This is a major interest of mine. I firmly believe this is the way I experience not only music but books as well, and movies, and probably other types of art and all sorts of other things that seem unrelated. I think in fact that Pandora is a breakthrough in that it has come up with a language to express these microqualities for music; Netflix has the same function for movies. It knows that I like “visually-striking cerebral independent movies” and “goofy movies starring Dan Aykroyd.” Pandora knows I care about "mild rhythmic syncopation" and "a strongly dramatic aesthetic."

It's simply the nature of my personality to want to break things down this way. I know I don't like books "about" things, or whatever. I want someone to do a literature genome project, and actually break the stuff down into component linguistic parts. Style, prosody, diction. The very left-brained person inside me wants to analyze it all in these terms and come up with a *real* algorithm, not one like Amazon and everyone else use that's based on liking things that other people liked. One based on these inherent microqualities that, as you say, are not useful for ourselves in expressing our love for a work, but would (I believe) be useful for actually determining whether we might like something.

But as I said, that is how I operate. I'm sure such ideas would be sacrilege to plenty of our fellow book-lovers. I just can't stop myself thinking that there's something inside of me that likes these certain microqualities, and that they are all interrelated in a way that can be used to predict who knows what. Perhaps my book+movie+music tastes could even tell me what new cocktail to try next. If I were inventing a fantasy universe, that is what it would be like.

• Extracted information:
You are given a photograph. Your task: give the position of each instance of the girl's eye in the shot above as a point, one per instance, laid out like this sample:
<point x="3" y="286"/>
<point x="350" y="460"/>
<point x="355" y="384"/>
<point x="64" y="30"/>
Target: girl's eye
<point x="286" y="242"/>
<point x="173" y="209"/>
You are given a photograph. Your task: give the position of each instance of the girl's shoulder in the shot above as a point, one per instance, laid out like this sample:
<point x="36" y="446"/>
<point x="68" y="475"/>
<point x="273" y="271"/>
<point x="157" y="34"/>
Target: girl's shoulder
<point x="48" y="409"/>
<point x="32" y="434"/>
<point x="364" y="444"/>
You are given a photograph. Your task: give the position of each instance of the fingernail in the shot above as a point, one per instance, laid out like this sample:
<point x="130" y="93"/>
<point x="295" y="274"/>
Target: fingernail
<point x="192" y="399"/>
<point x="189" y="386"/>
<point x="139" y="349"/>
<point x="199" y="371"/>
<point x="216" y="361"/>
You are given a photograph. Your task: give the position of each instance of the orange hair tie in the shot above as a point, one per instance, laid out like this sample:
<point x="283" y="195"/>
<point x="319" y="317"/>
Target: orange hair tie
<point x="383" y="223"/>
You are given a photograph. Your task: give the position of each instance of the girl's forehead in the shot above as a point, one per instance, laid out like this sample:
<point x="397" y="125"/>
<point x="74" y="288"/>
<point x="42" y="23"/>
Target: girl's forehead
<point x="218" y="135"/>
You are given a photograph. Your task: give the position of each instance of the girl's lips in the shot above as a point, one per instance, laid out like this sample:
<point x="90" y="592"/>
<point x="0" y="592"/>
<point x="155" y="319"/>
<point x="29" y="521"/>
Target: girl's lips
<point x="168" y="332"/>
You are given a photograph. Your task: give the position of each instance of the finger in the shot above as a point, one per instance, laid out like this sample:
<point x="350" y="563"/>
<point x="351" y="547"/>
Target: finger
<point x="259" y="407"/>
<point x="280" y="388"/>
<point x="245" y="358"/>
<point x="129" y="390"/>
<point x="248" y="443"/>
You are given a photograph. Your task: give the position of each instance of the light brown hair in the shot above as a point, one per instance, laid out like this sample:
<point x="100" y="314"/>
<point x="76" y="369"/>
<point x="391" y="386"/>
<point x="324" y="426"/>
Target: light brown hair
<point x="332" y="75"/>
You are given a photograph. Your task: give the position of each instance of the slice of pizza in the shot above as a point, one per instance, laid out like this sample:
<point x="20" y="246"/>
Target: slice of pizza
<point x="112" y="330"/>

...

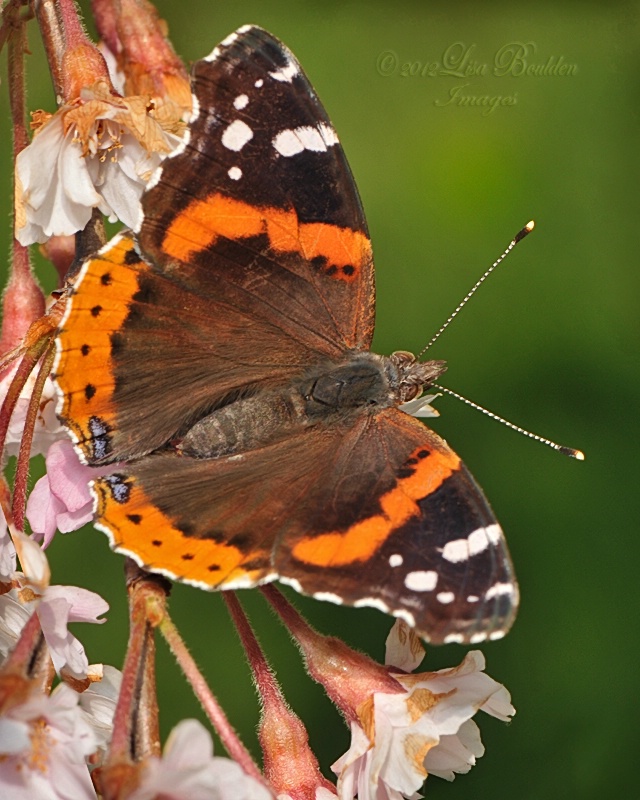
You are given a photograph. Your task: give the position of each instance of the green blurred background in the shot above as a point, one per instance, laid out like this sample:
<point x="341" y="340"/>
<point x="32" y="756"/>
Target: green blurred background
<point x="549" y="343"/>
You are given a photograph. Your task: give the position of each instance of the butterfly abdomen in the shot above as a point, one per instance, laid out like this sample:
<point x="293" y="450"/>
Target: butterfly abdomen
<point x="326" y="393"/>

* * *

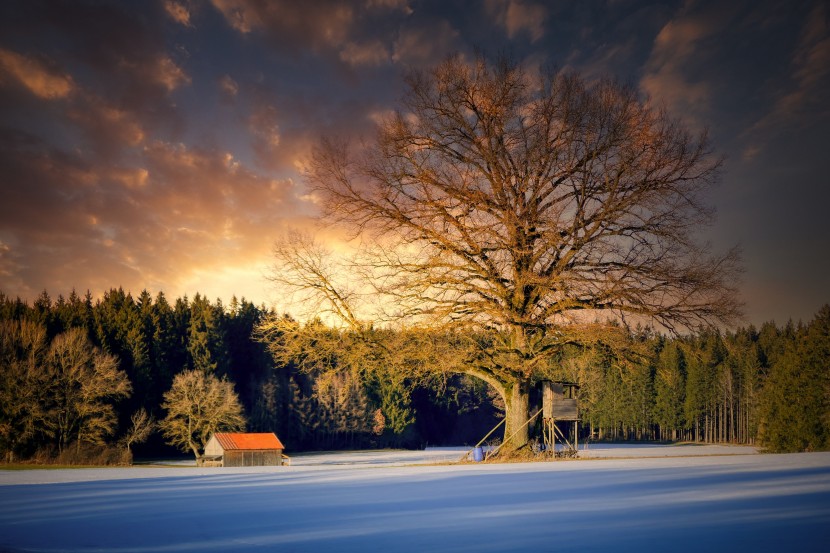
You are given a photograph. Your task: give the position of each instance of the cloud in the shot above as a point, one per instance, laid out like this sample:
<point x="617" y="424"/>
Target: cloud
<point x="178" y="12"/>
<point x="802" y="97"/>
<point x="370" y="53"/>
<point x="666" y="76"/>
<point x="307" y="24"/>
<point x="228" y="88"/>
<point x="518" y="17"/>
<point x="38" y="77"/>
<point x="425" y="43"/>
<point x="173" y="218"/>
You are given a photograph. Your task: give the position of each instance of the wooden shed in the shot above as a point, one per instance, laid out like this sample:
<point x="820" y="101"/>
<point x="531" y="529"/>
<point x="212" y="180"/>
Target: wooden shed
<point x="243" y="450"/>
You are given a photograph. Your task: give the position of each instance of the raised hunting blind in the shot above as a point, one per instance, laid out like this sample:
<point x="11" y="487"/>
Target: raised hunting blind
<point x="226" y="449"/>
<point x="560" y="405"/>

• Assigned task 1: According to the passage about microqualities, what project does the writer want someone to undertake for books?
• Assigned task 2: Continue the passage about microqualities, picking up right after its final sentence.

• Task output 1: A literature genome project.

• Task output 2:
This is long enough, so I won't get into the issues of marketing and audience fragmentation, except to say that I don't think either is a problem. On the contrary. But that is also not a terribly popular opinion.

Keshalyi said...

Ms Amy - Yes, honestly, in books, I've found the ones I have the most connection with have as much to do with a relationship with the author as the quality of the book. Emily Bronte or Emily Dickinson are people that I connect with on a personal level, and so there work has a certain meaning imbued into it that I'mnot capable of reading into the writing of someone I have no real connection to (Hemingway comes to mind). I'm not sure why I'm not the same way with music. Probably simply ignorance - I don't know anything about any of the musicians I like.

Ms Nicole - it is interesting, what I'd really like is a way to bridge that gap, a way to express the micro-tastes without it sounding like American Bandstand or a scientific paper, you know? I have a poorly exercised craving for the poetic, and i feel sterile writing "I like female vocal harmonics" even if it isn't any substantively different from the under-thing I WANT to be able to say. And, to some extent, it's still sort of a clumsy measurement, yoiu know?